### Consignes écrites
a – Résumez l'extrait en deux phrases.
b – Recopiez, s'il vous plaît, tout l'extrait depuis « L’avenir lointain de » jusqu'à « poser problème après... ».

L’humain ne se suffit plus et les prise neuronales lui permettent de s’affranchir de certaines limites, la technologie lui change l’existence, la facilitant par certains côtés (la drague dans “Don Juan 2.0”), la déshumanisant par d’autres (“L’usine à sommeil” avec la prise en main de drones nettoyeurs à l’autre bout de la Terre). Elle lui permet de s’affranchir de toutes frontières (“Faire du manège”) ou pour un adolescent de recueillir son grand-père dans sa tête en attendant qu’un corps soit prêt dans le très touchant “Rentrer par tes propres moyens”. Un enlèvement s’opère à distance (“Une soirée en compagnie de Severyn Grimes”)...

L’humain figure au centre des préoccupations de Rich Larson. Même absent, un train dirigé par une IA prend soin de ses passagers depuis longtemps décédés (“Circuits”). “Toutes ces merdes de robots”, voilà les pensées d’un homme avide de fuir une île où il est seul à la merci de robots qu’il n’hésite pas à exploiter et à tromper pour son profit.
Certains problèmes ne changent pas et quitter la misère d’un pays en franchissant un mur gardé est toujours d’actualité. Seule la méthode varie... (“Porque el girasol se llama el girasol”)

L’auteur use parfois d’humour, comme dans “Tu peux me surveiller mes affaires ?” où une demande innocente tourne en vrille. “Un rhume de tête” entraîne d’étonnants effets. Il devient grinçant dans “En cas de désastre sur la Lune” où un pilote ne sait plus qui croire. Les sentiments ne sont pas oubliés : relation contre nature dans “La jouer endo”, envie d’acheter un objet pour plaire à une ex (“Surenchère”), première rencontre arrangée pour forcer le destin (“La Digue”), remise à zéro pour revivre l’amour (“Si ça se trouve, certaines de ces étoiles ont déjà disparu”)...
L’homme augmenté, cher aux militaires, devient réalité dans “Indolore” et une trouvaille inconnue change un homme (“La brute”). Résultat d’expériences interdites, un grand singe intègre la police “De viande, de sel et d’étincelles”.
L’avenir lointain de l’humanité se situe aussi bien en surface (“Il y avait des oliviers”) que dans les profondeurs avec ce repli sur soi né de la peur de savoir ce qu’il y a en surface (“Innombrables Lueurs Scintillantes”). Les deux pages de “Chute de données” suffisent à décrire un futur avec un accès aux données fluctuant. Et si le vice revenait à y manger de la viande ? (“Carnivores”)
Parfois la seule marchandise à vendre est son propre corps qui peut être loué pour une certaine période (“Six mois d’océan”), ce qui n’est pas sans poser problème après...

### Données fournies
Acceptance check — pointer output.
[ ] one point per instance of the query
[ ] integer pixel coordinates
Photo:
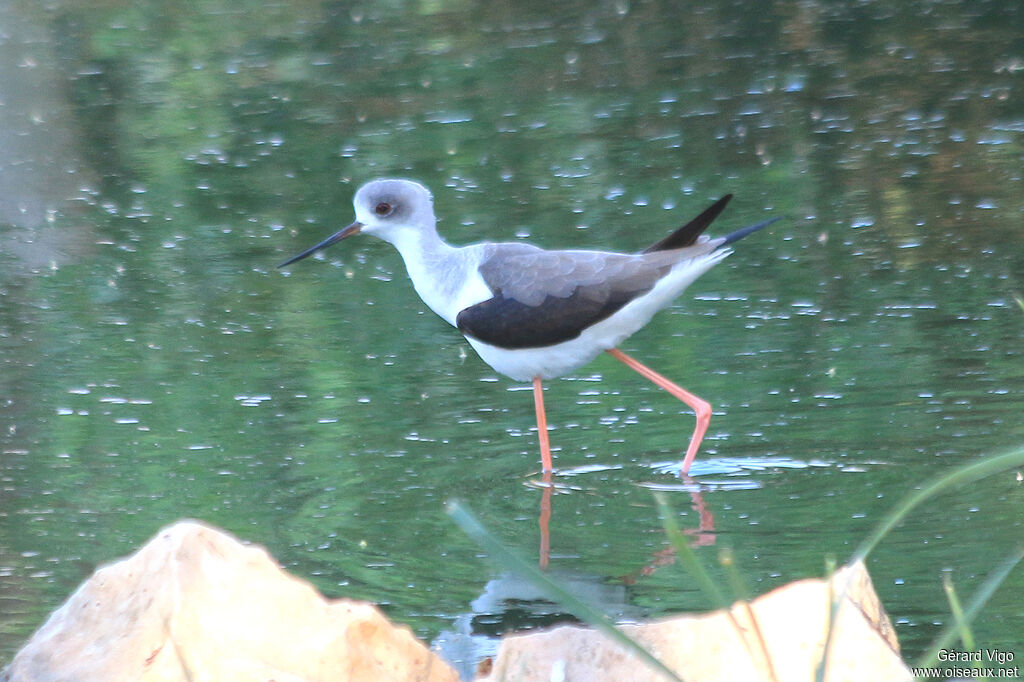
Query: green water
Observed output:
(158, 160)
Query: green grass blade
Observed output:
(965, 474)
(472, 527)
(984, 593)
(687, 556)
(960, 621)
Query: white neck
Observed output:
(443, 275)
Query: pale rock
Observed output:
(779, 636)
(197, 604)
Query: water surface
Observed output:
(155, 166)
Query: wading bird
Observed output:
(534, 313)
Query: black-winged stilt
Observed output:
(532, 313)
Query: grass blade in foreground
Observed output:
(965, 474)
(991, 584)
(574, 605)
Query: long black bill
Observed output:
(337, 237)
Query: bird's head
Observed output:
(393, 210)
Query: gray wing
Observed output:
(545, 297)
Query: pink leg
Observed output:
(700, 407)
(542, 425)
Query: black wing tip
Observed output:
(743, 231)
(688, 233)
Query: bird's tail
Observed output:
(740, 233)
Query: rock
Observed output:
(779, 636)
(197, 604)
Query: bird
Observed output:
(531, 313)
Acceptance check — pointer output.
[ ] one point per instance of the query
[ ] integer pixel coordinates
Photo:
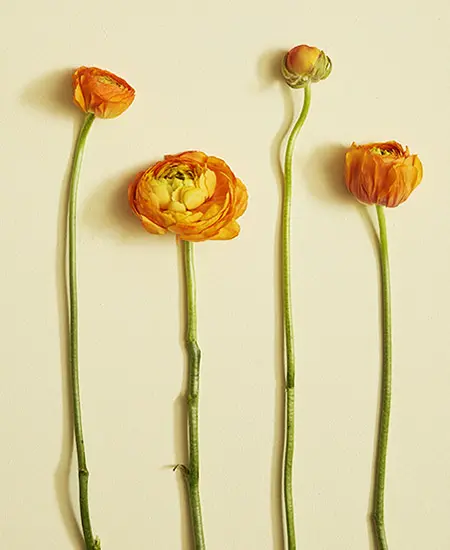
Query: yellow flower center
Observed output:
(382, 152)
(179, 190)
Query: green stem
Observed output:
(386, 391)
(83, 474)
(192, 472)
(288, 324)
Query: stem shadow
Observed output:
(61, 478)
(371, 227)
(181, 417)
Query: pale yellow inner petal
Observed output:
(178, 190)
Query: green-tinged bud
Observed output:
(304, 64)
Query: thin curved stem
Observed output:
(91, 542)
(288, 324)
(379, 530)
(192, 471)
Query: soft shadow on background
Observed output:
(324, 174)
(269, 75)
(106, 210)
(52, 94)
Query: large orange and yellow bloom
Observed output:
(382, 173)
(100, 92)
(190, 194)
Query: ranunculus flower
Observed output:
(100, 92)
(304, 64)
(192, 195)
(382, 173)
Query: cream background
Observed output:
(204, 75)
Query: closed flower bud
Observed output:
(304, 64)
(192, 195)
(382, 173)
(100, 92)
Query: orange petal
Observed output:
(228, 232)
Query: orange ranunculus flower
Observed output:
(100, 92)
(192, 195)
(382, 173)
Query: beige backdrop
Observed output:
(204, 76)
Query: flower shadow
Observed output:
(324, 174)
(51, 93)
(106, 210)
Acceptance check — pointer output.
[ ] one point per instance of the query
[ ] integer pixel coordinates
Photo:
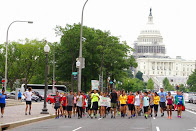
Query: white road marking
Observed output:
(157, 128)
(191, 112)
(77, 129)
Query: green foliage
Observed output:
(139, 75)
(150, 84)
(192, 82)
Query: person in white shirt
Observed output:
(28, 94)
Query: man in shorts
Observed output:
(57, 104)
(70, 103)
(94, 99)
(162, 96)
(114, 100)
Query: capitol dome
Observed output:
(150, 42)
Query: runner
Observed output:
(80, 104)
(150, 95)
(57, 104)
(156, 103)
(179, 102)
(170, 100)
(19, 95)
(131, 101)
(70, 103)
(114, 100)
(89, 104)
(146, 105)
(94, 99)
(28, 94)
(75, 102)
(123, 100)
(162, 96)
(64, 103)
(3, 96)
(137, 104)
(103, 104)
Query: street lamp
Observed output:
(46, 50)
(80, 52)
(30, 22)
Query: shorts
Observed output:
(146, 109)
(95, 106)
(28, 102)
(162, 104)
(2, 105)
(156, 107)
(69, 108)
(56, 107)
(113, 105)
(131, 107)
(64, 108)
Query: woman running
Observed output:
(137, 103)
(75, 102)
(123, 101)
(156, 103)
(170, 100)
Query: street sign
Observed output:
(74, 73)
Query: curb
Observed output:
(24, 122)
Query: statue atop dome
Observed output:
(150, 12)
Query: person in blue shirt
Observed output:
(162, 96)
(19, 95)
(3, 96)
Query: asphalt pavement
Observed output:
(186, 123)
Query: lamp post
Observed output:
(46, 50)
(80, 52)
(30, 22)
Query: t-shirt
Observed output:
(123, 99)
(57, 101)
(146, 101)
(2, 99)
(114, 97)
(162, 96)
(94, 97)
(64, 101)
(156, 100)
(130, 99)
(79, 101)
(70, 99)
(180, 99)
(19, 94)
(28, 95)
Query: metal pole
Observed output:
(53, 71)
(45, 110)
(80, 52)
(6, 46)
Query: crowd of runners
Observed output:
(92, 104)
(95, 104)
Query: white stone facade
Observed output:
(152, 62)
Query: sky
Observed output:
(176, 20)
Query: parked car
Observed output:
(50, 98)
(194, 99)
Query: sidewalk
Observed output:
(16, 114)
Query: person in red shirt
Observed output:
(64, 104)
(131, 101)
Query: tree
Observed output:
(150, 84)
(139, 75)
(191, 82)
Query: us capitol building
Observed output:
(150, 54)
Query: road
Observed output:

### Corrigé des exercices
a – L'humain figure au centre des préoccupations de Rich Larson, et la technologie, notamment les prises neuronales, lui change l'existence en la facilitant par certains côtés et en la déshumanisant par d'autres. L'auteur use parfois d'humour, n'oublie pas les sentiments et situe l'avenir lointain de l'humanité aussi bien en surface que dans les profondeurs.

b –
L’avenir lointain de l’humanité se situe aussi bien en surface (“Il y avait des oliviers”) que dans les profondeurs avec ce repli sur soi né de la peur de savoir ce qu’il y a en surface (“Innombrables Lueurs Scintillantes”). Les deux pages de “Chute de données” suffisent à décrire un futur avec un accès aux données fluctuant. Et si le vice revenait à y manger de la viande ? (“Carnivores”)
Parfois la seule marchandise à vendre est son propre corps qui peut être loué pour une certaine période (“Six mois d’océan”), ce qui n’est pas sans poser problème après...